SELECTED TEXT:
►
If it weren't for Jason driving on 3 hours of sleep and a Xanax I'm not sure we would have survived the first 8 hours on the island (Ok I would have made it but it wouldn't have been an endless laugh).There is no other person on this earth I could imagine driving a fiat with into a plaza full of people..No one else I could picture driving down a one lane country rode with singing Quavos “Fuel Up” and crashing into a rock wall,forcing me to get out of the car and wave down a local for support. It would have been pretty awesome if a camera crew appeared to remind us of that moment of defeat when I bitchly slammed the car door in jays face, saying “STFU ill fix this,” while he sat defeated from the days series of unfortunate events. That tire was the only thing preventing us from entering an air-conditioned unit and I wasn't going to let my man melt away. Senior Tony came to the rescue after I waved him down through barbed fencing, letting me into his gated home to ask in Spanish for support along with his wifi password. All that to find out the parking break was jammed and our rental house had timed AC of 1 hour a day from 3-4am.
◄
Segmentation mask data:
►
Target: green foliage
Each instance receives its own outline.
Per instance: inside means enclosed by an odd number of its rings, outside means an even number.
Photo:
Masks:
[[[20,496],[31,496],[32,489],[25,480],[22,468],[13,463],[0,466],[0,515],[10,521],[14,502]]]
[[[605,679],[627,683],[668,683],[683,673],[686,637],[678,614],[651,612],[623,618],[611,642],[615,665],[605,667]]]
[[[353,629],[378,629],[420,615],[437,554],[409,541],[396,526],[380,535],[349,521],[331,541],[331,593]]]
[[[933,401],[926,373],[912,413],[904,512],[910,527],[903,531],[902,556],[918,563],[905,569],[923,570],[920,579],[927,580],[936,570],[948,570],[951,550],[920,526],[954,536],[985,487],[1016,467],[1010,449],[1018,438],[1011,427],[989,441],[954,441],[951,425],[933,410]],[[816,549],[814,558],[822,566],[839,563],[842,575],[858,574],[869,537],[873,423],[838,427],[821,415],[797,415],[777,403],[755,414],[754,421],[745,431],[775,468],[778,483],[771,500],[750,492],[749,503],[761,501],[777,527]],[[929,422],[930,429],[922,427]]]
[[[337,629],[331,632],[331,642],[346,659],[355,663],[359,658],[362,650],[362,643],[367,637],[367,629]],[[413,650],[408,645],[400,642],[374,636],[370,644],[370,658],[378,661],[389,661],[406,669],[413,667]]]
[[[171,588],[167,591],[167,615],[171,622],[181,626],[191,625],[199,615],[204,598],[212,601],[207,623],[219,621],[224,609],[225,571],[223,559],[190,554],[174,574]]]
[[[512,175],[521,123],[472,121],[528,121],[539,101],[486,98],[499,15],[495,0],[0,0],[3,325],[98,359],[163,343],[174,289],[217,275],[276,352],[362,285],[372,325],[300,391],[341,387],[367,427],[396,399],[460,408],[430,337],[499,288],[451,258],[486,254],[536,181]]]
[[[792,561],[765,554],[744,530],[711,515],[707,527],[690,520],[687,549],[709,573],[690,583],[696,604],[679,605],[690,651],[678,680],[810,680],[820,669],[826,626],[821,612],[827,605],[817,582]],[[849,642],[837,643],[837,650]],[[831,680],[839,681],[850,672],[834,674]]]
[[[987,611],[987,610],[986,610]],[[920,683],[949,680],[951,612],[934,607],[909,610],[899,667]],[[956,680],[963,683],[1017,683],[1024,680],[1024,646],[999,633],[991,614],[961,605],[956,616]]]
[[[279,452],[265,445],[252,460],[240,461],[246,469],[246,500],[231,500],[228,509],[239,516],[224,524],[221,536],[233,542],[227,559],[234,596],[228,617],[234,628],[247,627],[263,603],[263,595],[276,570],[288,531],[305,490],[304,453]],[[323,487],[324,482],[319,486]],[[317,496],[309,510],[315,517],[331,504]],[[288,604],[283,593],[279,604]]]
◄
WHAT YOU WILL DO: Continue the island trip account from its last sentence, keeping the same voice.

RESULT OF THIS EXERCISE:
Still,there's no person other than Jay i’d rather crash our vespa with in deadstop traffic just moments before returning the rental. Jay and I are what romcoms are made from. We lived it, we survived and we laughed the entire ride down the one lane mountain rode in one piece. We trash talked the guy with "Love” tattooed on his neck that told jay to never ride a vespa again because he's never been so scared in his life to watch a man ride one like jay.Jay's also the guy I can always count on to make friends with the black girls with the speaker and meet random townies at the bar with. His energy is truly unmatched. Bless his heart for picking me, his one beer queer that pees in dirt parking lots at 10pm on our honeymoon to live with the rest of his life.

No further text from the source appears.